Zwischen Arbeitgeber und Arbeitnehmer war von Anfang an vereinbart gewesen, dass das dienstliche Smartphone sowohl für berufliche als auch für private Zwecke genutzt werden darf. Zur privaten Nutzung der betrieblichen E-Mail-Adresse hatten die Parteien keine ausdrückliche Vereinbarung getroffen.
Bedeutung eines Sachvortragsverwertungsverbots
Ein Sachvortragsverwertungsverbot bedeutet vereinfacht gesagt, dass schon der Vortrag einer Partei (zum Beispiel des Arbeitgebers) in einem gerichtlichen Verfahren zu einem bestimmten Thema nicht für das Urteil verwertet werden darf, unabhängig davon, ob man diese Behauptung beweisen könnte oder ob überhaupt jemand den Vortrag bestritten hat. Dies ist zu unterscheiden vom sogenannten Beweisverwertungsverbot, bei dem man zwar zunächst bestimmte Punkte vorgetragen hat, dann aber die Beweismittel für diese Behauptung aus rechtlichen Gründen nicht verwendet werden dürfen. Das Sachvortragsverwertungsverbot ist also das Weitreichendere, da die Parteien nicht mal die Chance haben, dass die Darstellung ihres Standpunktes zu dem betroffenen Thema in irgendeiner Weise gewürdigt wird.

▶ **EXTRAHIERTE EINTRÄGE**

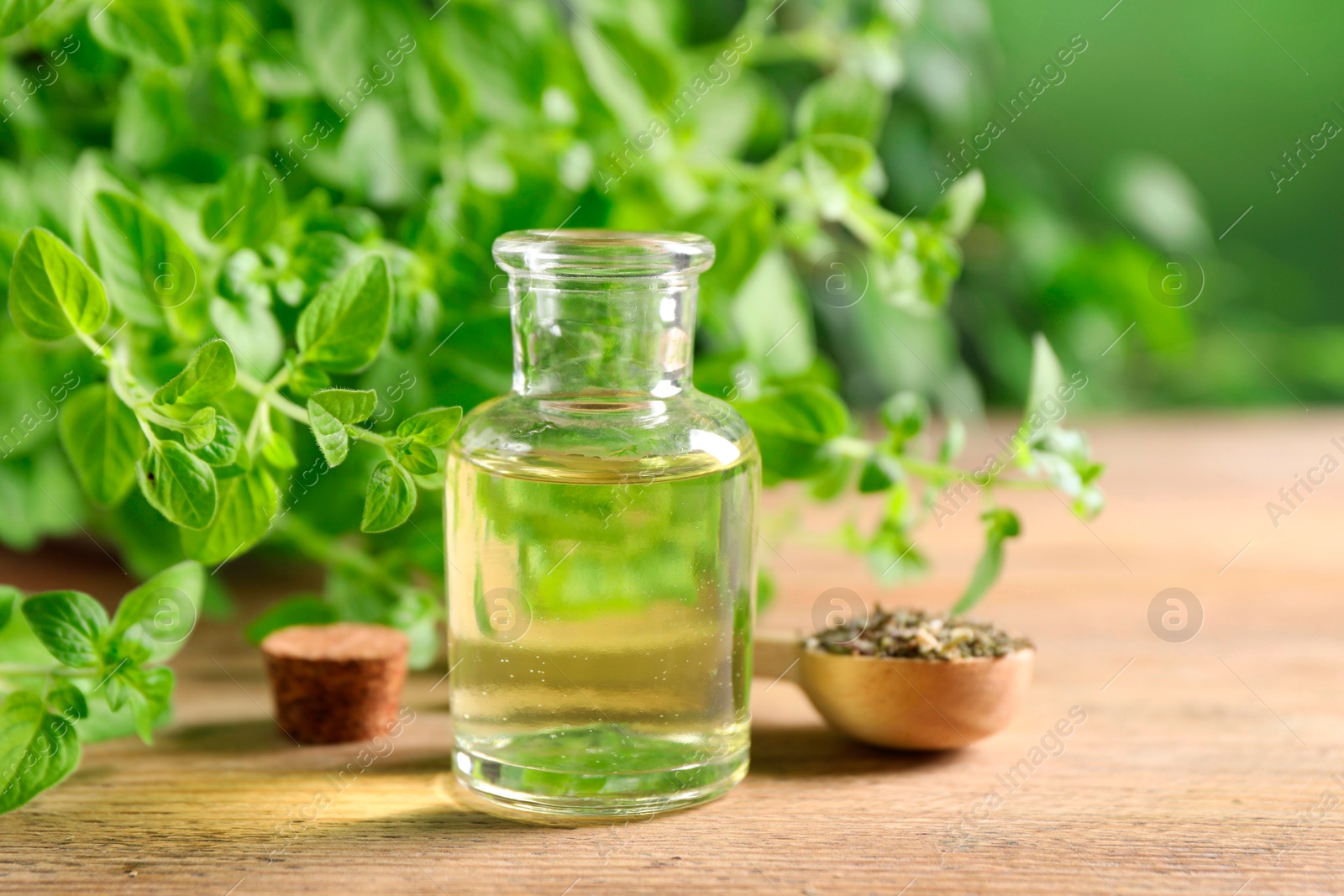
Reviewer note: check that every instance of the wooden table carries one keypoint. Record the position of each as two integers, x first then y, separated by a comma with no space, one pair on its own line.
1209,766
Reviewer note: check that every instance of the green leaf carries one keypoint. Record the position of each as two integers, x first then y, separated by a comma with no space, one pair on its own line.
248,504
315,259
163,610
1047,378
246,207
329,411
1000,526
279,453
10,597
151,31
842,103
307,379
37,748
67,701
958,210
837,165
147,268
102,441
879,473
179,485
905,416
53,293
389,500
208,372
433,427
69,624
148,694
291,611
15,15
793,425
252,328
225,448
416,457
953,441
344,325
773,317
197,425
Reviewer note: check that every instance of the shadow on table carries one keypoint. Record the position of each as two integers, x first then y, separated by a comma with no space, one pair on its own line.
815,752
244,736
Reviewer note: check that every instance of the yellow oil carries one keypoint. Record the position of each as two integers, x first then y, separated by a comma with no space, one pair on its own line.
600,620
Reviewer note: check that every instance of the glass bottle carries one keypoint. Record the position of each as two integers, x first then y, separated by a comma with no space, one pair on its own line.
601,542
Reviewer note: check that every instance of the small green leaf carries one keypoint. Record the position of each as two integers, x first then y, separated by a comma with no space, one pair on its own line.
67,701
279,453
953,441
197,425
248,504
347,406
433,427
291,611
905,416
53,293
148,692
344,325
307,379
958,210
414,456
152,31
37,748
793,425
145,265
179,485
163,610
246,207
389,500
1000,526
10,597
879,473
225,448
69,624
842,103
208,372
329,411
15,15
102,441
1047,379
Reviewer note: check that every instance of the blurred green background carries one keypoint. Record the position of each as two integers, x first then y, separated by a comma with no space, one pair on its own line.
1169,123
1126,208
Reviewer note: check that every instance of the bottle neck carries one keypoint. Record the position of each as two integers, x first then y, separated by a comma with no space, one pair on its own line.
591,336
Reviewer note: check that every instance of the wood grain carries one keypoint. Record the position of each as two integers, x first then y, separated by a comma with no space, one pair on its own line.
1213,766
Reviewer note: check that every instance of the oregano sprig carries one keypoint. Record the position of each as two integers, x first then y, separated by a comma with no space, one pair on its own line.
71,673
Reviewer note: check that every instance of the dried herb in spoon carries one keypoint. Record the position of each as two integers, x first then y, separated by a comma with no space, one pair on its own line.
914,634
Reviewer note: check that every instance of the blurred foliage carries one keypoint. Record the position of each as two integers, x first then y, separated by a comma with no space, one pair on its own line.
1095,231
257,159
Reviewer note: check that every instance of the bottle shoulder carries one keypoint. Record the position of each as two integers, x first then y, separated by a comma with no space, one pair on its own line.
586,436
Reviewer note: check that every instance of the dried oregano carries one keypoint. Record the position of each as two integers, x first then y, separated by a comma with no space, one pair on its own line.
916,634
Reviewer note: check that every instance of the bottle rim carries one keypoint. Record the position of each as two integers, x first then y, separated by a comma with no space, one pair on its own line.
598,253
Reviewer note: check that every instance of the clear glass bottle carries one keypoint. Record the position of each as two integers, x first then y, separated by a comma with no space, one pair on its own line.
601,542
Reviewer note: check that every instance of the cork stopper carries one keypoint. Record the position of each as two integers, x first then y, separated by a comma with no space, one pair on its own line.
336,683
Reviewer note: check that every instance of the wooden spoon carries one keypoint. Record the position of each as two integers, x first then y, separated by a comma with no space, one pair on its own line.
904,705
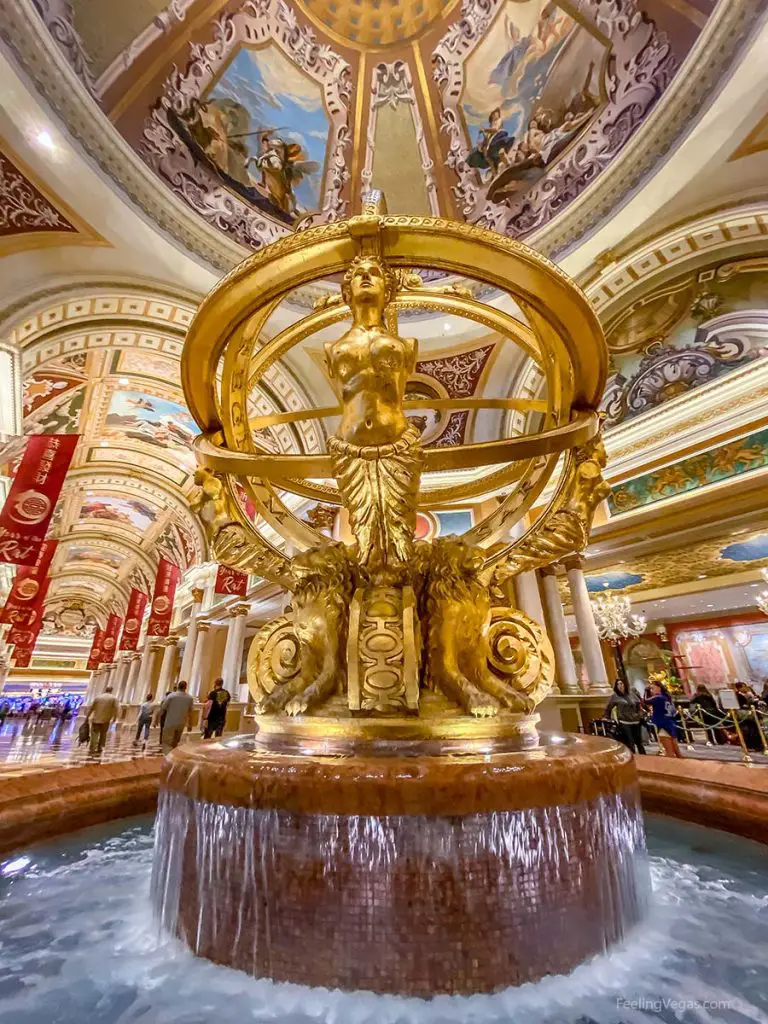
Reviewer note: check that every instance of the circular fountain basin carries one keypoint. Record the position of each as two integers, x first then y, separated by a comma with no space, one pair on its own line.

▶ **AUFGABEN**
• A. Wofür durfte das dienstliche Smartphone laut dem Textauszug genutzt werden?
• B. Zähle die Zeilen der Einträge, in denen das Wort „spoon“ vorkommt, und nenne nur die Zahl. Groß- und Kleinschreibung ist dabei zu beachten.

▶ **DIE ERGEBNISSE**
• A. Sowohl für berufliche als auch für private Zwecke.

• B. 2